GOAL 1: According to the EPDM forum thread, why would a distributor refuse to sell roofing EPDM to people who want it for fish ponds?
***
# Epdm



## [email protected] (Jul 13, 2012)

Morning,

Can I use used EPDM from a teaf-off as a liner for a duck pond?


----------



## 1985gt (Dec 21, 2010)

Sure why not? We often sell or give away our ballast EPDM Tear off for people to use it for just that. If it has holes we will sell them a 1/4 gal of cleaner and primer and a few feet of cover tape. No reason it can't be used. I would suggest using ballasted EPDM and not any fully adhered. The insulation that maybe stuck to it might have some adverse affects on the pond.


----------



## [email protected] (Jul 13, 2012)

I was going to get fully adhered, I'll find out about ballast. Thanks.


----------



## Grumpy (Oct 29, 2008)

You can, but if there are any pin holes you're screwed!


----------



## [email protected] (Jul 13, 2012)

*pond liner*

AH, the voice of reason! OK, I'll quit being cheap and buy pond liner unless some has any other suggestions. Thanks.


----------



## TechGuy (Jun 12, 2012)

In smaller ponds Ive heard of issues with the chemicals geting the water out of balance. Bigger one's I think there's just to much water.

With that being said. We've actually ran a few leaks on a pond before. Customer drained it and we patched it all up.


----------



## shazapple (Dec 3, 2010)

I've been told by a distributor that he wont sell roofing EPDM to people who want it for their fish ponds because chemicals leach out and kill the fish.


----------



## Grumpy (Oct 29, 2008)

So the EPDM sold at home depot which to me looks exactly the same as the EPDM we put up on roofs, is different? I know it's 4x the price, that' why I looked at it, I thought "Hmm maybe we can cheap out on repairs and pick up a few feet at home cheapo instead of buying full rolls from my distributors." but like I said 3-4x the cost. 

Interesting. Either there is another chemical make up to EPDM, which in theory would no longer really make it EPDM, or your supplier is scared to get sued over some dead fish, which I can totally understand.


----------



## [email protected] (Jul 13, 2012)
***
GOAL 2: Pull out every line in the rows that contains the string "focus".

INFORMATION GIVEN:
***
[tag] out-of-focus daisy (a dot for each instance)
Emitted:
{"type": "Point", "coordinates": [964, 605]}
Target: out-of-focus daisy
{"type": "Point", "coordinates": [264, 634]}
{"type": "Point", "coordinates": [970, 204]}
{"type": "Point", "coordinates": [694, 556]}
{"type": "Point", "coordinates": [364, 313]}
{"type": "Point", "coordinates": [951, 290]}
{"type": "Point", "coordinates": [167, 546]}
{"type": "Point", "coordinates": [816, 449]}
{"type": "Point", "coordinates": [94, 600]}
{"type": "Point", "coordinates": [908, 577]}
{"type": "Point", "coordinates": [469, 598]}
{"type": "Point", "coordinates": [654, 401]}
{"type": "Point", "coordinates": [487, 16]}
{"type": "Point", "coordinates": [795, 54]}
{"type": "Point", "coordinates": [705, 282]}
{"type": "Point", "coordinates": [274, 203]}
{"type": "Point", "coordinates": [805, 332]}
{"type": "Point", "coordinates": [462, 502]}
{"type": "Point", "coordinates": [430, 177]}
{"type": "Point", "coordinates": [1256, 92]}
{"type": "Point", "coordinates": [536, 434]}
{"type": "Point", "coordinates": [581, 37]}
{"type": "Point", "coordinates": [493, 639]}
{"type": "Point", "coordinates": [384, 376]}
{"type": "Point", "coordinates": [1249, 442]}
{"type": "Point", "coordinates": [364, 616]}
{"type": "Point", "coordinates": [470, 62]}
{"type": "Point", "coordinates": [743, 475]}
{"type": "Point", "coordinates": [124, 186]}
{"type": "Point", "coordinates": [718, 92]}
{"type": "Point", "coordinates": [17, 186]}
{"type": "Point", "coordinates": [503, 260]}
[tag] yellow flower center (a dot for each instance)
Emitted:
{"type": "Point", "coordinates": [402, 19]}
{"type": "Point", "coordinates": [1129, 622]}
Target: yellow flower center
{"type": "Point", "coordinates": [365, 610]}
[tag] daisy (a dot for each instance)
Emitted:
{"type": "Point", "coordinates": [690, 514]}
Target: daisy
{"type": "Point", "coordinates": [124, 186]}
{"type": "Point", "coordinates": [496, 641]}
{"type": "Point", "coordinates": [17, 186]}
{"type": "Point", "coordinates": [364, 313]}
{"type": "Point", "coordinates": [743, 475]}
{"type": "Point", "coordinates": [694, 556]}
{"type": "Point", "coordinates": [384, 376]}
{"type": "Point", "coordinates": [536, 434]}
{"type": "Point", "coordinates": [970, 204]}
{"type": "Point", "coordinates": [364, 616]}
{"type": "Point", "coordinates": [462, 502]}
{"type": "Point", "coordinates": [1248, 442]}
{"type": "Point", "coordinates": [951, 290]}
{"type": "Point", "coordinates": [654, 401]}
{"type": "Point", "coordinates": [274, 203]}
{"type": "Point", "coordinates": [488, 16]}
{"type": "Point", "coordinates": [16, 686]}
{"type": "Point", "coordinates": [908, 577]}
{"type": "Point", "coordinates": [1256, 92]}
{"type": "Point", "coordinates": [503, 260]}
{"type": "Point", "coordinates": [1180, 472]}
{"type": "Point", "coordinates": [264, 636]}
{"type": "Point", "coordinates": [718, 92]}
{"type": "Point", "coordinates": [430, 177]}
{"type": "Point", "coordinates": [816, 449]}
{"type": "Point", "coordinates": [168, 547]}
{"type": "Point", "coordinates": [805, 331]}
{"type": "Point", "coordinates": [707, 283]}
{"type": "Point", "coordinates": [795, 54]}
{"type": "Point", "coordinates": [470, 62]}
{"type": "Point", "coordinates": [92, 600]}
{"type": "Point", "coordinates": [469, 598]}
***
CORRECT RESPONSE 1: Chemicals leach out of it and kill the fish.

CORRECT RESPONSE 2:
[tag] out-of-focus daisy (a dot for each instance)
Target: out-of-focus daisy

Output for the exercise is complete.